**Given text**
I'm a 20-something single woman. I just moved to a new city where I don't know anybody. I'd like to meet people, but I work from home, and I'm pretty shy. The idea of having to earn people's acceptance in a new environment (and possibly making a mess of it) leaves me tempted to stay home with Netflix and my cat.

--Afraid

To be human is to err. And err. And err. Personally, I have clogged somebody's toilet, shattered an expensive, um, vase ("Nooo...not Nana's ashes!"), and knocked a guy's red wine the length of a white-on-white living room. In my defense, not all at the same party.

You can't really control what happens to you -- and if you're as graceful as I am, you can't really control what you do. What you can control is how you react: whether you "shy away" from public life or put on a brave face, hoping somebody in your circle gets arrested for bestiality and bumps you from the top of the social newsfeed.

**Dataset entries**

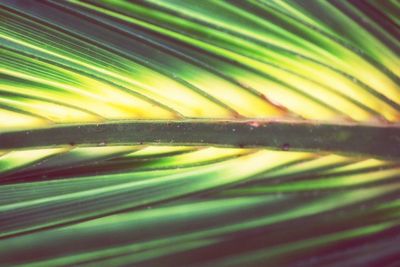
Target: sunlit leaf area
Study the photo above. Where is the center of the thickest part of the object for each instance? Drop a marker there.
(68, 198)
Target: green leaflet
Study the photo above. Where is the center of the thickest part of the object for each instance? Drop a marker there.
(199, 133)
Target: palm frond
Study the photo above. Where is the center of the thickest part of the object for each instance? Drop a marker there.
(199, 133)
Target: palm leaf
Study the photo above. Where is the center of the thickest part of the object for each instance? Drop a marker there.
(199, 133)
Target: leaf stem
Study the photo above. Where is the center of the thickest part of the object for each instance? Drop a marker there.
(375, 140)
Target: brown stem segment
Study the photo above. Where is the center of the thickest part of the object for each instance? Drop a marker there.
(357, 139)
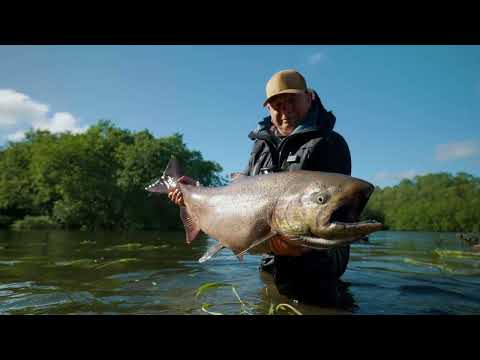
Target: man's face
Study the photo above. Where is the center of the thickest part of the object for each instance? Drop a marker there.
(286, 110)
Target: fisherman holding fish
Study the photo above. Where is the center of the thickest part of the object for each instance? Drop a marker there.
(298, 135)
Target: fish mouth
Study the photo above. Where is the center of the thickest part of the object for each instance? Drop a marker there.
(343, 226)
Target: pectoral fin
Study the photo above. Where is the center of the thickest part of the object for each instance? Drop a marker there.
(254, 244)
(192, 228)
(211, 252)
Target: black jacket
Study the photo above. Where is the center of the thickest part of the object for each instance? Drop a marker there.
(314, 146)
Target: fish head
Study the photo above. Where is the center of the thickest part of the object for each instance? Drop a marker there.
(324, 205)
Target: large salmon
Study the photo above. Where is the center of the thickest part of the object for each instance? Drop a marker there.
(308, 208)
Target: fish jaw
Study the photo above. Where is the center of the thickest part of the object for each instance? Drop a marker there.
(336, 223)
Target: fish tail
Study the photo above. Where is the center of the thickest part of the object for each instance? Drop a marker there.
(168, 181)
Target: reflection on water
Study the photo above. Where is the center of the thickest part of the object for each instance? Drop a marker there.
(58, 272)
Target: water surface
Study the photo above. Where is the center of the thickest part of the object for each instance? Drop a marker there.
(60, 272)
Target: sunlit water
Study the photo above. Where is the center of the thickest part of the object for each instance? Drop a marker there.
(158, 273)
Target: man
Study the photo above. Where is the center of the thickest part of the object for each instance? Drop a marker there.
(298, 134)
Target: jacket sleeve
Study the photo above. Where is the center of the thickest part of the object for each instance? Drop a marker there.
(331, 155)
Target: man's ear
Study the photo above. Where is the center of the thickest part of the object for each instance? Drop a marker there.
(311, 94)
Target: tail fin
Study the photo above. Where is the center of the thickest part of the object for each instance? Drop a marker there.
(168, 180)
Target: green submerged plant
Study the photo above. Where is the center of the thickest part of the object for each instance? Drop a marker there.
(245, 307)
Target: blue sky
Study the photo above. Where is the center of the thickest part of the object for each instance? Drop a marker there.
(404, 110)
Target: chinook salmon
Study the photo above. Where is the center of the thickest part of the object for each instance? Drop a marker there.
(308, 208)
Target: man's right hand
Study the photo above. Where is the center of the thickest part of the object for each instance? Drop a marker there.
(176, 195)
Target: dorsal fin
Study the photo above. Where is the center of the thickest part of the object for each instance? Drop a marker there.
(192, 228)
(173, 169)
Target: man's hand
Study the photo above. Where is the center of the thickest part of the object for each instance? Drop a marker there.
(176, 195)
(279, 245)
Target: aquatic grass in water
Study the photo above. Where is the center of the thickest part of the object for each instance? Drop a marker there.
(245, 307)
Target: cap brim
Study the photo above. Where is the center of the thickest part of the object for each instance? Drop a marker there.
(288, 91)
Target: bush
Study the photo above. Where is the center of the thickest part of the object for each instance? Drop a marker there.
(35, 222)
(5, 221)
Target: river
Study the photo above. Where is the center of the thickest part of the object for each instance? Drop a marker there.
(61, 272)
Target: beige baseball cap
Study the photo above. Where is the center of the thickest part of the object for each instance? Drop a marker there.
(285, 82)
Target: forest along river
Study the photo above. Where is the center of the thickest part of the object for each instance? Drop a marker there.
(60, 272)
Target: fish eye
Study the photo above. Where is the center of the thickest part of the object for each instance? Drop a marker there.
(320, 198)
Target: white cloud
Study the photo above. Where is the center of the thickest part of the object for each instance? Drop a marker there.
(316, 58)
(386, 175)
(17, 136)
(16, 108)
(60, 122)
(457, 150)
(19, 112)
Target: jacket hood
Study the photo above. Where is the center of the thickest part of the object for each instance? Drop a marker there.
(317, 119)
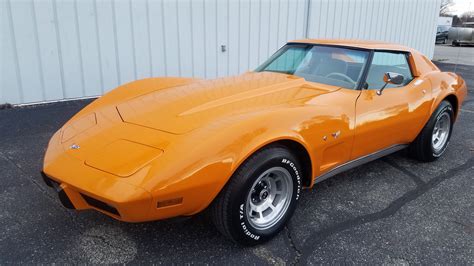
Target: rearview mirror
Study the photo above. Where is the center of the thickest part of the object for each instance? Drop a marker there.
(391, 78)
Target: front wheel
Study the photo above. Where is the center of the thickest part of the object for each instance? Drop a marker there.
(434, 138)
(259, 198)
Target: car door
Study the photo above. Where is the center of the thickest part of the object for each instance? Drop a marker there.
(396, 115)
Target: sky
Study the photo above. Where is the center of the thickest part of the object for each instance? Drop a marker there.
(461, 6)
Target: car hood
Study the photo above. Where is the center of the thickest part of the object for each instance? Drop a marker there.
(180, 109)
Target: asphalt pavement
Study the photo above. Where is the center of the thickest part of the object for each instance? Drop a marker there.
(391, 211)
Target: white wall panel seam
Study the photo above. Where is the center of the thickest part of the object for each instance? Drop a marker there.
(58, 44)
(15, 51)
(79, 50)
(38, 55)
(165, 61)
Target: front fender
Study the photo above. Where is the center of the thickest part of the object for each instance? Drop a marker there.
(200, 164)
(445, 84)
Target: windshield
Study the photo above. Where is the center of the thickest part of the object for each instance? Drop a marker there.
(330, 65)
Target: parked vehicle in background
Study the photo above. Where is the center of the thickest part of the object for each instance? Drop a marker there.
(461, 35)
(442, 34)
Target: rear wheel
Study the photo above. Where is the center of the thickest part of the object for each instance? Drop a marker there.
(259, 198)
(434, 138)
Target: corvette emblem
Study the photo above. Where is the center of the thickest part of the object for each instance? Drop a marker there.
(74, 147)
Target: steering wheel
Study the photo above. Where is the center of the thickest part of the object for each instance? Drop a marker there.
(344, 76)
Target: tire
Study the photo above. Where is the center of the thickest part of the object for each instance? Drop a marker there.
(425, 147)
(251, 187)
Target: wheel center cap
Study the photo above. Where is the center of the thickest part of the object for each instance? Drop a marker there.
(263, 194)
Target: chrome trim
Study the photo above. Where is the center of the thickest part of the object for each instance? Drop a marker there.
(360, 161)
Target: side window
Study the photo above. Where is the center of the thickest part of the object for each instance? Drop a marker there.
(383, 62)
(289, 60)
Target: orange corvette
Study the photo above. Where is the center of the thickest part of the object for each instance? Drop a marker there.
(243, 147)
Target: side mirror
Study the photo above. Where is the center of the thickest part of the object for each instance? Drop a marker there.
(391, 78)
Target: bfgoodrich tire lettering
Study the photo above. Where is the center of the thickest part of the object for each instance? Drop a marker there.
(231, 211)
(424, 148)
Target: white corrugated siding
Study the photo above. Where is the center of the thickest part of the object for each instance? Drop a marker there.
(63, 49)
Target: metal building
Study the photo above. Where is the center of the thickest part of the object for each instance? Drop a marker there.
(65, 49)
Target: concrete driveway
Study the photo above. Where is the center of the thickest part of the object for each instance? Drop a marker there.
(391, 211)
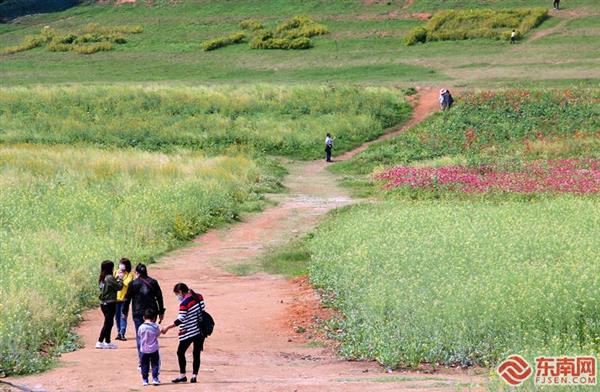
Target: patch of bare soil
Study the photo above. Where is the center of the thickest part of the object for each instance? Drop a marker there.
(263, 322)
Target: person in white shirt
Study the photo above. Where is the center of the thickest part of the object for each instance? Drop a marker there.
(328, 147)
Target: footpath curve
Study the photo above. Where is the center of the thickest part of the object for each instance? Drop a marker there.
(254, 347)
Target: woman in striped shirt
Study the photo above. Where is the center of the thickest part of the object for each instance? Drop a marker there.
(191, 306)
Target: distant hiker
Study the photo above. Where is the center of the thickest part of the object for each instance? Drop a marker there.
(191, 306)
(328, 147)
(120, 315)
(148, 334)
(109, 285)
(144, 293)
(443, 99)
(449, 99)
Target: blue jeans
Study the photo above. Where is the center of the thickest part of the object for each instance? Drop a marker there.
(146, 360)
(137, 321)
(119, 320)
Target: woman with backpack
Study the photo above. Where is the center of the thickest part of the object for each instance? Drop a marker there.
(109, 286)
(191, 308)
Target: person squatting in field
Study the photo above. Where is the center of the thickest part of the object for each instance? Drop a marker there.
(144, 293)
(120, 318)
(148, 334)
(328, 147)
(109, 286)
(191, 306)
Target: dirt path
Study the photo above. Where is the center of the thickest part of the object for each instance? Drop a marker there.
(254, 347)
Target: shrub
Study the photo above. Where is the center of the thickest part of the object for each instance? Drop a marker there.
(217, 43)
(102, 37)
(469, 24)
(251, 24)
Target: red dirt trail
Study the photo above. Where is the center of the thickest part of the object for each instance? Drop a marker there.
(254, 346)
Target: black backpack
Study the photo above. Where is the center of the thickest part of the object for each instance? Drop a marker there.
(206, 324)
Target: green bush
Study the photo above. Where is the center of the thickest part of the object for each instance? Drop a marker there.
(251, 24)
(479, 23)
(220, 42)
(102, 39)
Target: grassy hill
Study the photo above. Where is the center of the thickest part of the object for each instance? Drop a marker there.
(364, 46)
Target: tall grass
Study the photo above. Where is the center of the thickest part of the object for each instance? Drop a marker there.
(462, 283)
(65, 209)
(289, 121)
(495, 127)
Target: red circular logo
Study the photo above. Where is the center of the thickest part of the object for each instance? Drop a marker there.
(514, 370)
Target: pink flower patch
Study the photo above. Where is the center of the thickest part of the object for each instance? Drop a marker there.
(560, 176)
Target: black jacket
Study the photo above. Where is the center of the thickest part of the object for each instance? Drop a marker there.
(144, 293)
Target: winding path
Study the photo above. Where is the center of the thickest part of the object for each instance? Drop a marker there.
(254, 347)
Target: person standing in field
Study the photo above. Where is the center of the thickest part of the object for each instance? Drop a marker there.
(109, 286)
(144, 293)
(120, 318)
(148, 334)
(191, 306)
(443, 100)
(449, 99)
(328, 147)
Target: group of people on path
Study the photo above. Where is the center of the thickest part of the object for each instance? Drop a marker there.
(119, 289)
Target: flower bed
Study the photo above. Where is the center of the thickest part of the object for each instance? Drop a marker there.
(554, 176)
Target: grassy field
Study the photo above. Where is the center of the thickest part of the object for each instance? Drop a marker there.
(289, 121)
(462, 283)
(364, 45)
(503, 128)
(65, 209)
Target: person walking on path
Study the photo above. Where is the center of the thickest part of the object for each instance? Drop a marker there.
(191, 306)
(109, 286)
(120, 318)
(328, 147)
(148, 334)
(443, 100)
(144, 293)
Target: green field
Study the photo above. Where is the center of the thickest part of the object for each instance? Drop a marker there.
(63, 209)
(365, 45)
(265, 119)
(134, 150)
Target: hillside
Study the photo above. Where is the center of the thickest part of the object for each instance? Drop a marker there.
(364, 46)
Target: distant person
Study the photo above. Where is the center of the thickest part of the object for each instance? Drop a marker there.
(191, 306)
(328, 147)
(120, 315)
(148, 334)
(144, 293)
(443, 98)
(449, 99)
(109, 285)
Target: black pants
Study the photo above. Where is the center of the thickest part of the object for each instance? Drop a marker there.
(198, 342)
(108, 310)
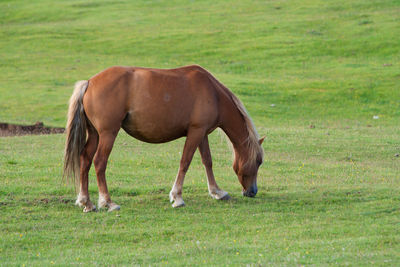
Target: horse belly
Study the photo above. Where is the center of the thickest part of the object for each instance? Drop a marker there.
(155, 127)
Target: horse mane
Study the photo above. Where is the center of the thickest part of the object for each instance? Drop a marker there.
(252, 140)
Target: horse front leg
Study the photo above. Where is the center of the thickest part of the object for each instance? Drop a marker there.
(213, 187)
(193, 140)
(106, 142)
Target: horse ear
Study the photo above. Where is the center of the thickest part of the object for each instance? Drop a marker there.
(261, 140)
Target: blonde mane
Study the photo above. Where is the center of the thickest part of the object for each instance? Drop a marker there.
(253, 139)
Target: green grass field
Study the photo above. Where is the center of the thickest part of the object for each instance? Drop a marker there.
(312, 75)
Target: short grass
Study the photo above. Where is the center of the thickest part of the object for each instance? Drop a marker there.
(329, 190)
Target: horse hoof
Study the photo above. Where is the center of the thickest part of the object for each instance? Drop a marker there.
(89, 209)
(225, 197)
(220, 195)
(178, 203)
(113, 207)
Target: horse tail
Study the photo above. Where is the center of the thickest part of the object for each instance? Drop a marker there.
(76, 132)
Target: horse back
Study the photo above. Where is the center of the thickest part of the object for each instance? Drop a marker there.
(154, 105)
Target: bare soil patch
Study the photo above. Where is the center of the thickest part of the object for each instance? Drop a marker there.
(7, 129)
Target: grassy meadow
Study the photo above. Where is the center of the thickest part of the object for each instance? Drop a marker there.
(312, 74)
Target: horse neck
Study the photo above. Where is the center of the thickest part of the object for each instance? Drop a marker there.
(234, 125)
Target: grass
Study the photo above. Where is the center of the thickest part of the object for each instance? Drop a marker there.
(328, 190)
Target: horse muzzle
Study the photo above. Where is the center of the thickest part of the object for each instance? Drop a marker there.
(251, 192)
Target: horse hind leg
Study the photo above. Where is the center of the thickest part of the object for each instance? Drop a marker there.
(86, 158)
(213, 187)
(106, 142)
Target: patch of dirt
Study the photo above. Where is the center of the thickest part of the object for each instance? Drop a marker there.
(7, 129)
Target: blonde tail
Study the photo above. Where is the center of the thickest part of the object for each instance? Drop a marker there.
(76, 132)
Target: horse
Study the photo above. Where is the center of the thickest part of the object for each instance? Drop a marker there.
(157, 106)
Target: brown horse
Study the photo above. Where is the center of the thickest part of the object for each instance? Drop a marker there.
(157, 106)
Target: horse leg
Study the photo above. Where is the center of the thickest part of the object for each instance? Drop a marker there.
(193, 140)
(86, 159)
(213, 188)
(106, 142)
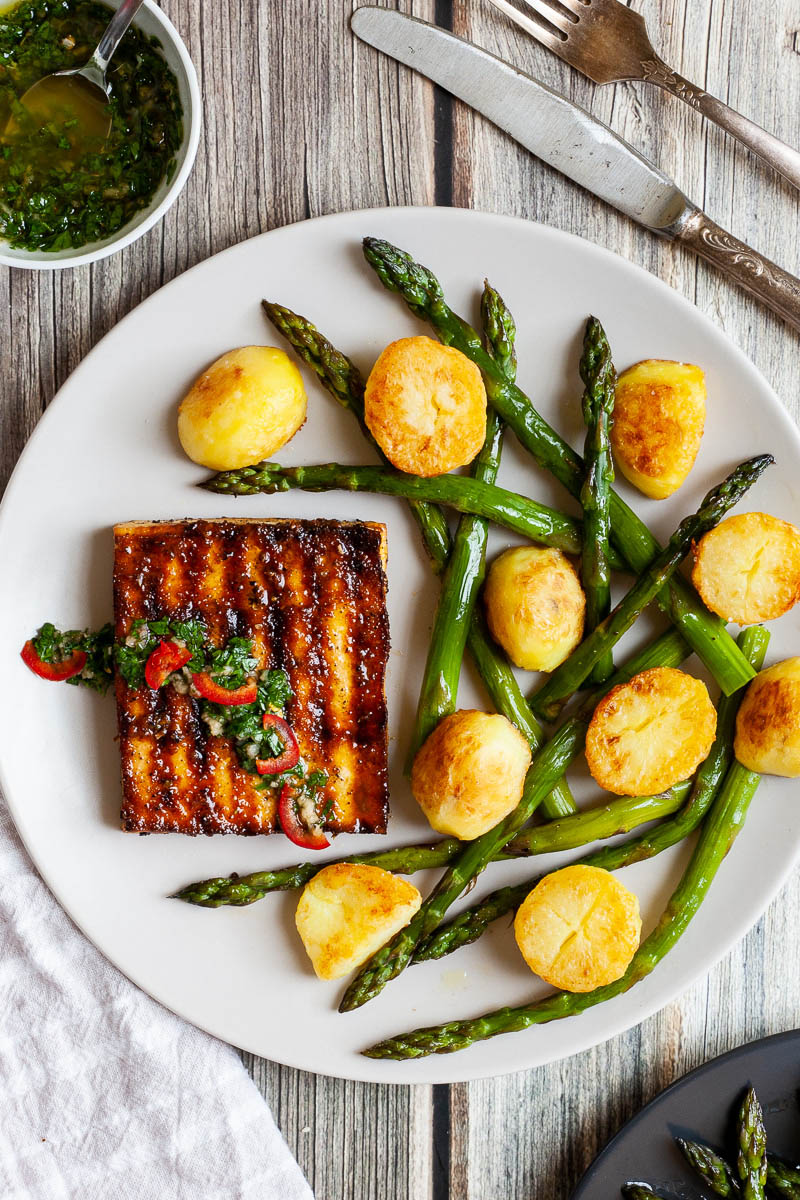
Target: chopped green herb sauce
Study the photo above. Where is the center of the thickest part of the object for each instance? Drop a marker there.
(230, 665)
(58, 187)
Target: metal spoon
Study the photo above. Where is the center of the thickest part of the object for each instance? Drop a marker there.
(82, 93)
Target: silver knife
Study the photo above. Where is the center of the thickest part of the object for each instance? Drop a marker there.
(577, 144)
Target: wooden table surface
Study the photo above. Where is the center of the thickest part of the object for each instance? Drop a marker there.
(302, 120)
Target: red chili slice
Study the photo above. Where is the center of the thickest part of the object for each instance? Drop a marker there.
(290, 754)
(166, 658)
(54, 671)
(218, 695)
(292, 825)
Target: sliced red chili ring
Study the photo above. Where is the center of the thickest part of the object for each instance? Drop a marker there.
(292, 825)
(161, 663)
(214, 691)
(54, 671)
(290, 754)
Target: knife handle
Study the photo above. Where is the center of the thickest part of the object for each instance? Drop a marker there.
(743, 264)
(771, 150)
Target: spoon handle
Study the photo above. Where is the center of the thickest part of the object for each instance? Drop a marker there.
(113, 35)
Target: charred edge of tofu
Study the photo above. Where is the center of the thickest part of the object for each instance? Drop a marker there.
(311, 595)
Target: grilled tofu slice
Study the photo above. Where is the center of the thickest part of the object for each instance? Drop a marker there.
(311, 595)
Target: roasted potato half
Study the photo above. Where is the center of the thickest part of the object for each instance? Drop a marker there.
(650, 732)
(469, 773)
(747, 568)
(242, 409)
(348, 911)
(535, 606)
(659, 419)
(578, 929)
(768, 721)
(425, 405)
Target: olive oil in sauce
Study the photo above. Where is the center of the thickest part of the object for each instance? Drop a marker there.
(74, 169)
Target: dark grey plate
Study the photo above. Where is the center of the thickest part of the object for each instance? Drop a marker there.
(702, 1107)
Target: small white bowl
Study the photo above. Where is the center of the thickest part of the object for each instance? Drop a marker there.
(152, 22)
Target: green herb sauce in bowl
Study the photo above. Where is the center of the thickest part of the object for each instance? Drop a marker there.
(59, 189)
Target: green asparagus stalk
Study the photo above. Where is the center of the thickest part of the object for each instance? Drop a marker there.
(461, 581)
(473, 922)
(710, 1168)
(342, 379)
(620, 815)
(751, 1159)
(548, 765)
(469, 496)
(782, 1179)
(599, 379)
(467, 563)
(567, 678)
(422, 293)
(717, 834)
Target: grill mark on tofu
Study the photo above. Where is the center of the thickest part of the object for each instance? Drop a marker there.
(311, 598)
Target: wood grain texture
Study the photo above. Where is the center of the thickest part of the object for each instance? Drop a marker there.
(301, 120)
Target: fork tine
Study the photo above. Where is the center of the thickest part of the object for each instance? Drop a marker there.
(536, 29)
(552, 15)
(577, 6)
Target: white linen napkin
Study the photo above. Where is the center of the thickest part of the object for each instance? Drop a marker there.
(104, 1093)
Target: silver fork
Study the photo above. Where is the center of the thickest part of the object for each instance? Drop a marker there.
(608, 42)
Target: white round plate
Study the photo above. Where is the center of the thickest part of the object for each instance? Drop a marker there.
(107, 451)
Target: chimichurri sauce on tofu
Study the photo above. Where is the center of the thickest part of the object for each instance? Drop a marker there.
(59, 187)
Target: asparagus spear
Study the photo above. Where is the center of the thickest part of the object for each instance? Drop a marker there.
(600, 379)
(620, 815)
(461, 581)
(422, 293)
(547, 766)
(470, 496)
(467, 563)
(751, 1159)
(567, 678)
(473, 922)
(711, 1169)
(717, 834)
(342, 379)
(782, 1179)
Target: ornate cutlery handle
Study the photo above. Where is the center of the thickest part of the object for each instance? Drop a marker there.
(777, 154)
(743, 264)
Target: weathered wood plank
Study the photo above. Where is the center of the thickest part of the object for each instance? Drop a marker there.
(534, 1134)
(301, 120)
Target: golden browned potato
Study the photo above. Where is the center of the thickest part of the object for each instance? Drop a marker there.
(650, 732)
(578, 929)
(768, 723)
(535, 606)
(747, 568)
(659, 418)
(242, 409)
(425, 405)
(469, 773)
(348, 911)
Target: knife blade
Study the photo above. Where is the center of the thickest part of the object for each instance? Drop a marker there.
(575, 143)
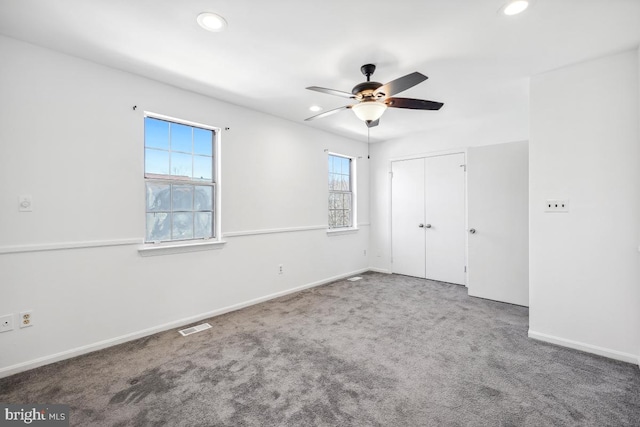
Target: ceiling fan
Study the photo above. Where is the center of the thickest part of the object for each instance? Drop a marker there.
(374, 98)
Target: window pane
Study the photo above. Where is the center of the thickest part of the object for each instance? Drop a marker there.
(181, 164)
(156, 162)
(334, 182)
(332, 218)
(204, 198)
(181, 138)
(158, 197)
(344, 182)
(203, 168)
(345, 166)
(158, 227)
(347, 201)
(182, 198)
(182, 225)
(202, 141)
(202, 225)
(347, 218)
(156, 133)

**Exercises to complete**
1. In the advice column, what pet does the letter writer have?
2. Return the part of the advice column that opens with the words containing "To be human" and closes with "the same party.".
3. Resume the advice column from its last sentence.
The records are separate material, unrelated to the advice column.

**Results in order**
1. A cat.

2.
To be human is to err. And err. And err. Personally, I have clogged somebody's toilet, shattered an expensive, um, vase ("Nooo...not Nana's ashes!"), and knocked a guy's red wine the length of a white-on-white living room. In my defense, not all at the same party.

3.
Researchers have spent decades squabbling over how shyness should be defined, and they have yet to agree on a definition. However, shyness, to some extent, is a super-light shade of "social anxiety disorder": a debilitating fear of being "negatively evaluated" by others -- deemed disgusting, stupid, ugly, weird, or otherwise rejection-worthy -- and then being publicly humiliated and socially deleted.

Social anxiety sufferers, desperate to avoid the eyeballs and judgment of others, live shrunken lives. Parties, meetings, and classes are often out of the question, as are situations requiring "public speaking" (like the coffee line, with the ever-looming danger of being asked "You next?").

 

Though you're merely shy -- meaning you probably just dread and sometimes duck out of parties or talking with strangers -- it's important to reflect on whether your shyness is standing between you and the life you want -- or...whether it is (or has been) a good thing.

That question -- about the possible benefits of shyness -- might sound a little nuts (though it's anything but). Answering it requires exploring shyness from an evolutionary perspective: Why might shyness have evolved -- that is, what might've been its function in an ancestral environment?

Now, maybe you're grumbling, "Ancestral environment?! Who cares what some hairy humans were doing way back when?" Well, we need to care, because our modern skulls are home to an antique psychological operating system -- adapted for the mating and survival problems of our distant human ancestors.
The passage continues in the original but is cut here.